Required actions:
1. According to the blog post on notation and improvisation, why does writing the melody out help the writer improvise? Answer in one to three sentences.
2. In the blog post on notation and improvisation, shorten the paragraph that begins "Writing the melody out ends up being useful" and keep its main facts.
3. From the blog post on notation and improvisation, reproduce the text starting with "8 bars: Notation" and going on through "useful about it...".

8 bars: Notation and Improvisation

This is the sketched-out notation of a melody I was working on the other night. (The focus is not right, I can't seem to take a picture of the page in focus; not sure why. The unreadable text is "slow walking tempo" and "(let ring)" -- the Ⅴ-shaped symbol above the staff I think means to stress the marked note; in any case this is my intent where I've marked that symbol.) An interesting aspect of writing this out was trying to justify writing it out, trying to explain to myself why it's not a waste of time, what's useful about it...

Writing the melody out ends up being useful to me as a way to let myself improvise -- my favorite thing to do when I'm practicing is to take a short melody and repeat it with variations. I had been trying recently to improvise the melodies "from scratch" but the problem I run into is not being able to keep them in mind long enough that the structure of the melody repeats among variations.

posted morning of January 20th, 2011: 6 responses

Sunday, May 16th, 2010

Swing Low

Trying to do something with the violin by itself -- no voice, no guitar. Here's what I came up with:


It almost works, I think -- there are places where it is a little hard to follow the melody without lyrics but they are short in duration, the song comes back quickly.

Raw records:
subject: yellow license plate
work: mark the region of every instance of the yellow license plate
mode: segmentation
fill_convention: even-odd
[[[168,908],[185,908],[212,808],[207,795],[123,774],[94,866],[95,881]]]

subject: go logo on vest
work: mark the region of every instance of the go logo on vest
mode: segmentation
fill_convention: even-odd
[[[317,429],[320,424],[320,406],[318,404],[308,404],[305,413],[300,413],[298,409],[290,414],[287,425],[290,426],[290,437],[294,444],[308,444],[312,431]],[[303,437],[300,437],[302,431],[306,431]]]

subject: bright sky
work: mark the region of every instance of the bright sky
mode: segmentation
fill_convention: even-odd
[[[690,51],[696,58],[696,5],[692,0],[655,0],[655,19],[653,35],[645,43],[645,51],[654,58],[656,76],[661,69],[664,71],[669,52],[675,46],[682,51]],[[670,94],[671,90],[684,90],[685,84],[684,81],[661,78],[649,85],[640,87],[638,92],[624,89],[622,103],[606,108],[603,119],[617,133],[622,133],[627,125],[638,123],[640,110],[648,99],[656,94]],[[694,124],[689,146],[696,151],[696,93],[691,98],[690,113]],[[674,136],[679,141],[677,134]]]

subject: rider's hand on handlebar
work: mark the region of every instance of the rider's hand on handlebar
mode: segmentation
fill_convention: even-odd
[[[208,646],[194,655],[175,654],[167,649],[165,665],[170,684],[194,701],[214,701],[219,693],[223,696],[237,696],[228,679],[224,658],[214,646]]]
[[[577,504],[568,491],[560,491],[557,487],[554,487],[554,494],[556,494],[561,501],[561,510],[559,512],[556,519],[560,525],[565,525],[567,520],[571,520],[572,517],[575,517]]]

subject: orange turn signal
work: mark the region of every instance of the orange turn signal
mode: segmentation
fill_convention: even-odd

Written answers:
1. Writing the melody out lets the writer improvise by repeating a short melody with variations. When the writer tried improvising melodies from scratch, they couldn't be held in mind long enough for the melody's structure to repeat across the variations.

2. Writing the melody out lets the writer improvise, and the writer's favorite practice is repeating a short melody with variations. Improvising melodies from scratch has been hard because they can't be remembered long enough for their structure to repeat across variations.

3.
8 bars: Notation and Improvisation

This is the sketched-out notation of a melody I was working on the other night. (The focus is not right, I can't seem to take a picture of the page in focus; not sure why. The unreadable text is "slow walking tempo" and "(let ring)" -- the Ⅴ-shaped symbol above the staff I think means to stress the marked note; in any case this is my intent where I've marked that symbol.) An interesting aspect of writing this out was trying to justify writing it out, trying to explain to myself why it's not a waste of time, what's useful about it...